» **Excerpt to read**
□ □ □ □ □ □ □
This fraud vector is being leveraged inside the identity moments that power the internet and economy – such as customer onboarding at a bank, driver onboarding for gig and delivery platforms, marketplace seller verification, account recovery, remote hiring, partner access, and privileged access workflows.
As more work and business is done remotely, identity has become a primary control point – and a primary target. Bad actors don’t only want to fool a selfie check; they want to impersonate a real person, establish durable access, and reuse that foothold across consumer and enterprise environments.
Cybersecurity and fraud teams are now dealing with a convergence of tactics that all aim at the same decision – the moment a system concludes “this is a real person”:
High-fidelity synthetic faces and voices that can pass quick checks
Replayed real footage from stolen or harvested sessions
Automation that probes verification flows at scale
Injection attacks that compromise the capture pipeline and substitute the input stream upstream
This is why “deepfake detection” alone is no longer enough. Enterprises need full-session validation: including perception, device integrity, and behavioral signals… all in a single, real-time control.
That is the model behind Incode Deepsight: an approach built to validate identity sessions end-to-end, not just evaluate the media in isolation.
The right question is not only “Does this face look real?” It is “Can we trust this entire session end-to-end?”
Deepfakes and injection are enterprise security issues
In enterprise systems, a successful bypass is not a reputation event; it’s an access event. When verification accepts a manipulated or compromised session as real, attackers can:
Create fraudulent accounts using synthetic identities
Take over existing user accounts
Bypass HR verification in remote hiring
Gain unauthorized access to sensitive internal systems
Unlike social media deception, these attacks can enable persistent access inside trusted environments. The downstream impact is durable: account persistence, privilege-escalation pathways, and lateral movement opportunities that start with a single false verification decision.
An independent study from Purdue University evaluated leading biometric vendors under advanced deepfake and presentation attack scenarios.
See how Incode’s DeepSight performance ranked across real-world attack simulations.
Where identity checks fail: assuming the sensor is trustworthy
Most identity checks are built around two signals: facial similarity and “liveness.” Both are useful, and both can be undermined if the system assumes the input stream is authentic.
Attackers break that assumption in two complementary ways.
First, they mimic real media. Deepfakes and voice clones are improving under real operating conditions – short clips, mobile capture, compression, and imperfect lighting. A workflow that depends on a narrow visual surface area is increasingly exposed to false acceptance.
Second, they bypass the sensor entirely. Injection attacks substitute the input stream before it reaches analysis. Instead of presenting a face to a camera, attackers can:
Use virtual camera software to feed synthetic or pre-recorded video
Run verification sessions inside emulators designed to mimic legitimate mobile devices
Operate from rooted or jailbroken devices that bypass integrity checks
Substitute live capture with manipulated streams upstream
In these scenarios, the media can look perfect because it never had to survive a real capture path. That is why perception-only defenses (even strong ones) are necessary but not sufficient.
□ □ □ □ □ □ □
» **Collected data entries**
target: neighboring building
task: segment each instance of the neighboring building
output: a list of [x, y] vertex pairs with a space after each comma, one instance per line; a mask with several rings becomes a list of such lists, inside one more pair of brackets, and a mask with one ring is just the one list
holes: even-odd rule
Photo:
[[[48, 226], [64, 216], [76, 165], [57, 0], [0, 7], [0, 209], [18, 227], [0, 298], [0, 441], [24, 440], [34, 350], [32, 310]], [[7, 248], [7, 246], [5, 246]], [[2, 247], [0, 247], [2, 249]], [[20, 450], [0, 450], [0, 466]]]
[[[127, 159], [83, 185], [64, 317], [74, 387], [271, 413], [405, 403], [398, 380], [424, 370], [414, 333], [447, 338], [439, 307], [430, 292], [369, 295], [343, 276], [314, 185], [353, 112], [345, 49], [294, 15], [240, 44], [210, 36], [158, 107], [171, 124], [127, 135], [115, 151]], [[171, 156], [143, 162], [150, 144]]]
□ □ □ □ □ □ □
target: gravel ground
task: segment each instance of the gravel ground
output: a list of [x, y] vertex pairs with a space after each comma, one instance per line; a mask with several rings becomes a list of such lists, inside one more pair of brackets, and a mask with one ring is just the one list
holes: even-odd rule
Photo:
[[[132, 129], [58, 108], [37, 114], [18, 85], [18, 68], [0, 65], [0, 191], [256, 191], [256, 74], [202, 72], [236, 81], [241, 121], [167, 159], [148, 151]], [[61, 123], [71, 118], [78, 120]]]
□ □ □ □ □ □ □
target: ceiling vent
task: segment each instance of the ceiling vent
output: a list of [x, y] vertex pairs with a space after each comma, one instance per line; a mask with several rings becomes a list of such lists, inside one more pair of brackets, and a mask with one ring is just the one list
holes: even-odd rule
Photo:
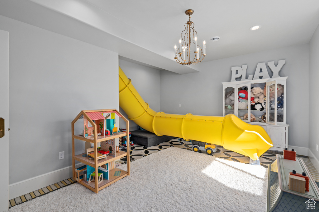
□ □ □ □ □ □ □
» **Directive**
From the excerpt on identity fraud, return the part that opens with the words containing "An independent study" and closes with "real-world attack simulations.". The entries have no connection to the excerpt on identity fraud.

» **Worked solution**
An independent study from Purdue University evaluated leading biometric vendors under advanced deepfake and presentation attack scenarios.
See how Incode’s DeepSight performance ranked across real-world attack simulations.